EXERCISE DIRECTIONS: Each entry in the listing below should be restated word for word.

Location annotation dataset excerpts:
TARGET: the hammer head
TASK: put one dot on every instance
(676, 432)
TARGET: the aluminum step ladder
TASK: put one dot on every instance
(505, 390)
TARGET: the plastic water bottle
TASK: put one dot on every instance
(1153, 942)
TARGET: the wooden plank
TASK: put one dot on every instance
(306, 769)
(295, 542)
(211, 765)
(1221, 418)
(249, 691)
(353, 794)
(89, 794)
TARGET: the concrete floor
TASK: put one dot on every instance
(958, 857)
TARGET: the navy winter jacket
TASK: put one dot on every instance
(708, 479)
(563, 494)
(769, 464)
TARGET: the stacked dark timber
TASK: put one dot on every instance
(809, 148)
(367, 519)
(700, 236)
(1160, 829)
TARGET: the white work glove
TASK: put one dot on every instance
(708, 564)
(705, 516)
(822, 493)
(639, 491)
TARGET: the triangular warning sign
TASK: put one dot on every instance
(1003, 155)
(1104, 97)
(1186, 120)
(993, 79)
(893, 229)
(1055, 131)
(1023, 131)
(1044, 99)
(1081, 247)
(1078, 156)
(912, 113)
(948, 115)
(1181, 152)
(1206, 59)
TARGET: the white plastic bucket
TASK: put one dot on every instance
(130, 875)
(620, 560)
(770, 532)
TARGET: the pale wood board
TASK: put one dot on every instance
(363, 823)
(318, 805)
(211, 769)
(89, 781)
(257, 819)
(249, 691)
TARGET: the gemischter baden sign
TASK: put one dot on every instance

ANSWER TO THIS EXERCISE:
TARGET: the hammer head
TASK: put one dot on every instance
(676, 432)
TARGET: the aluminum step ladder
TASK: put one dot on every instance
(505, 390)
TARGET: the plastic water bottle
TASK: put one dot on every instance
(1153, 942)
TARGET: the wooden plank
TASK: put one dot on every instance
(306, 769)
(295, 542)
(211, 765)
(1221, 418)
(249, 691)
(353, 794)
(89, 794)
TARGET: the concrete floor
TASK: put one dot on every instance
(958, 857)
TARGET: the navy winter jacket
TASK: put one dot on every instance
(708, 479)
(563, 494)
(769, 464)
TARGET: the stacked dark timber
TASK: put one dot on every instance
(809, 148)
(367, 519)
(700, 236)
(1160, 829)
TARGET: the white work glove
TASK: put one dot on every instance
(708, 564)
(705, 516)
(822, 493)
(639, 491)
TARGET: the triangular warning sign
TASK: put one dot on every instance
(1003, 155)
(1104, 97)
(1186, 120)
(993, 79)
(893, 229)
(1055, 131)
(1023, 131)
(1044, 99)
(1081, 247)
(1078, 156)
(912, 113)
(948, 115)
(1181, 152)
(1206, 59)
TARGET: the white plastic bucket
TASK: put one dot on every instance
(130, 875)
(620, 560)
(770, 532)
TARGET: the pale wood board
TASK: put one dot on every instance
(363, 823)
(318, 805)
(211, 769)
(89, 781)
(257, 819)
(249, 691)
TARGET: the gemischter baden sign
TASK: put one dot on every instance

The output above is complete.